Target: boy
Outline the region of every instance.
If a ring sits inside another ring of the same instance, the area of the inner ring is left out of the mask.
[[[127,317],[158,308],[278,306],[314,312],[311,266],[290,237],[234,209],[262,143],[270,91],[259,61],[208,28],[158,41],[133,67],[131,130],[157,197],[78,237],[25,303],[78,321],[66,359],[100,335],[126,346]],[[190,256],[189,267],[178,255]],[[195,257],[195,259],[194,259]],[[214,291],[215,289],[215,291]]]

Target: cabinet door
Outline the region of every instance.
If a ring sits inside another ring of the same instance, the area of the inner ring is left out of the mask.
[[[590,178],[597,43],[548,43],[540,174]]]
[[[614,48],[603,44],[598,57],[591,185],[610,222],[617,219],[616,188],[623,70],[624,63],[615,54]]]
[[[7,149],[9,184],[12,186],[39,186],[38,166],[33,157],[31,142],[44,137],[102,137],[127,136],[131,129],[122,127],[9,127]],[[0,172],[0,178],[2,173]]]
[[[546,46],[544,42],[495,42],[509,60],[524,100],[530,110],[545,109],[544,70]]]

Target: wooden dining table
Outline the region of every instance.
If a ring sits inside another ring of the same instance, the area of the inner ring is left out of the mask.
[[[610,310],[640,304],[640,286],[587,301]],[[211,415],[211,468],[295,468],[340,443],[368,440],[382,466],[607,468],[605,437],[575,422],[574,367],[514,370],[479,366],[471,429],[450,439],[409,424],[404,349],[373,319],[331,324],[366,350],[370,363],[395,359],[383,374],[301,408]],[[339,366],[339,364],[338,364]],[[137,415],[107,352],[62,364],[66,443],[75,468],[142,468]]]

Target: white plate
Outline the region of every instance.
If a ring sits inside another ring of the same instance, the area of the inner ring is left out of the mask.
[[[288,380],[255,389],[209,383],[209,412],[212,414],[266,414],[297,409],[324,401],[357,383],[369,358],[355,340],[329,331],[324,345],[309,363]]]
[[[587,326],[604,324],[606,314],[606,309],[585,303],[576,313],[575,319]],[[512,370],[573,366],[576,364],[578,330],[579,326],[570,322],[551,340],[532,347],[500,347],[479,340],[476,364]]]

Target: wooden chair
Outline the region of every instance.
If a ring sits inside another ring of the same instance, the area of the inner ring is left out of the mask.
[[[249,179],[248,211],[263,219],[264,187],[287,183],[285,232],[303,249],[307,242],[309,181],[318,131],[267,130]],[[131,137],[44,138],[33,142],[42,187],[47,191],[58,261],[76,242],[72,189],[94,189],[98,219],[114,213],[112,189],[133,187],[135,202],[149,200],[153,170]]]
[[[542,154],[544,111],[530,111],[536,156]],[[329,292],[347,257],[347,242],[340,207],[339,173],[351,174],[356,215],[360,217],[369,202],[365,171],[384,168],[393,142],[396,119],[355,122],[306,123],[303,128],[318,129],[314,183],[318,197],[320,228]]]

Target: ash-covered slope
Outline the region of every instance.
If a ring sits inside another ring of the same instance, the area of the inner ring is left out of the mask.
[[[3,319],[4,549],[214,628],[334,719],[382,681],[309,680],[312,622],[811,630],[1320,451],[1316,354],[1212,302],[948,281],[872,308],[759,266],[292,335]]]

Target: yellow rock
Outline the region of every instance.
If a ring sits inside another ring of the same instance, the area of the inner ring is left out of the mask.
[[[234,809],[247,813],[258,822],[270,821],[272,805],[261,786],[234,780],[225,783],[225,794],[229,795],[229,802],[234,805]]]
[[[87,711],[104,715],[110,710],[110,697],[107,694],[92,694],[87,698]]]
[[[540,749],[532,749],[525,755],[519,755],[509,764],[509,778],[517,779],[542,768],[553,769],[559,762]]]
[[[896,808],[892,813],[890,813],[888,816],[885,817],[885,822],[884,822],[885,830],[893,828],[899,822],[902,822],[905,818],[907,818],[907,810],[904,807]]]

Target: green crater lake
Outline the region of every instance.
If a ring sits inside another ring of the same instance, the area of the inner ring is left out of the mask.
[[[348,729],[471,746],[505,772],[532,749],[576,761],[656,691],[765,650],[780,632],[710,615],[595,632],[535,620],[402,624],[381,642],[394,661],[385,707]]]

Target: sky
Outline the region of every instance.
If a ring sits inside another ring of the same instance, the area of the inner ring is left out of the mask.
----------
#### EXERCISE DETAILS
What the exercise needs is every record again, word for word.

#### EXPECTED ANSWER
Target: boy
Outline the region of every instance.
If a ring sits inside another ring of the same instance, the area of the inner ring is left out of the mask.
[[[127,317],[158,308],[278,306],[314,312],[311,266],[290,237],[234,209],[262,143],[270,91],[259,61],[208,28],[158,41],[133,67],[131,130],[157,197],[78,237],[25,303],[78,321],[66,359],[100,335],[126,346]],[[190,256],[189,267],[178,255]],[[195,257],[195,259],[194,259]],[[214,291],[215,289],[215,291]]]

Target: cabinet door
Outline the region of every instance.
If a ring sits inside another ring of the same instance, the area of the inner ring is left out of the mask.
[[[590,178],[597,43],[548,43],[540,174]]]
[[[614,48],[603,44],[598,57],[591,185],[610,222],[617,219],[616,188],[623,70],[624,63],[615,54]]]
[[[7,149],[9,184],[12,186],[39,186],[38,166],[33,157],[31,142],[44,137],[102,137],[127,136],[131,129],[122,127],[9,127]],[[0,172],[0,178],[2,173]]]
[[[546,46],[544,42],[495,42],[509,60],[524,100],[530,110],[545,109],[544,70]]]

Target: wooden dining table
Outline the region of every instance.
If a ring sits inside another ring of the same instance, the area of the inner ring is left out of the mask.
[[[610,310],[640,304],[640,286],[587,301]],[[211,415],[211,468],[295,468],[340,443],[368,440],[382,466],[607,468],[605,437],[575,422],[574,367],[514,370],[479,366],[471,429],[450,439],[409,424],[404,349],[373,319],[331,324],[366,350],[370,363],[395,359],[383,374],[301,408]],[[339,366],[339,364],[338,364]],[[137,415],[107,352],[62,364],[66,443],[75,468],[142,468]]]

Target: white plate
Outline the region of every instance.
If a ring sits inside another ring of the same instance, the area of the inner ring is left out of the mask.
[[[288,380],[255,389],[209,383],[209,412],[212,414],[266,414],[297,409],[324,401],[357,383],[369,358],[355,340],[329,331],[324,345],[309,363]]]
[[[587,326],[604,324],[606,314],[606,309],[585,303],[576,313],[575,319]],[[512,370],[573,366],[576,364],[578,330],[579,326],[570,322],[551,340],[532,347],[500,347],[479,340],[476,364]]]

Target: wooden chair
Outline the region of every instance.
If a ring sits inside another ring of the same instance, the area of the inner ring is left out of the mask.
[[[249,179],[248,211],[263,219],[264,187],[287,183],[285,232],[303,249],[307,242],[309,181],[318,131],[267,130]],[[131,137],[44,138],[33,142],[42,187],[47,191],[58,261],[76,242],[72,189],[94,189],[98,219],[114,213],[112,189],[133,187],[135,202],[149,200],[153,170]]]
[[[542,154],[544,111],[530,111],[536,156]],[[329,292],[347,257],[347,242],[340,207],[339,173],[351,174],[356,215],[360,217],[369,202],[365,171],[384,168],[393,142],[396,119],[355,122],[306,123],[303,128],[318,129],[314,183],[318,197],[320,228]]]

Target: ash-covered slope
Outline the region of every instance.
If a ring sits inside another ring of the same instance, the area of the inner ring is left out of the mask.
[[[3,319],[4,549],[214,628],[334,719],[382,681],[309,680],[312,622],[811,630],[1320,451],[1316,354],[1212,302],[948,281],[872,308],[759,266],[292,335]]]

Target: yellow rock
Outline the region of every instance.
If a ring sits inside another ring of the same instance, the area of the inner ring is left out of the mask.
[[[234,809],[247,813],[258,822],[270,821],[272,805],[261,786],[234,780],[225,783],[225,794],[229,795],[229,802],[234,805]]]
[[[87,711],[104,715],[110,710],[110,697],[107,694],[92,694],[87,698]]]
[[[540,749],[532,749],[525,755],[519,755],[509,764],[509,778],[517,779],[542,768],[553,769],[559,762]]]
[[[896,808],[892,813],[890,813],[888,816],[885,817],[885,822],[884,822],[885,830],[893,828],[899,822],[902,822],[905,818],[907,818],[907,810],[904,807]]]

Target: green crater lake
Outline the region of every instance.
If a ring sits inside another ring of the same instance, the area of the inner ring is left out of the mask.
[[[348,729],[471,746],[505,772],[532,749],[576,761],[656,691],[765,650],[780,632],[710,615],[595,632],[535,620],[402,624],[381,642],[394,661],[385,707]]]

Target: sky
Outline the region of every instance.
If a ring sits inside another ring of the same instance, the area of the inner ring is left out of the mask.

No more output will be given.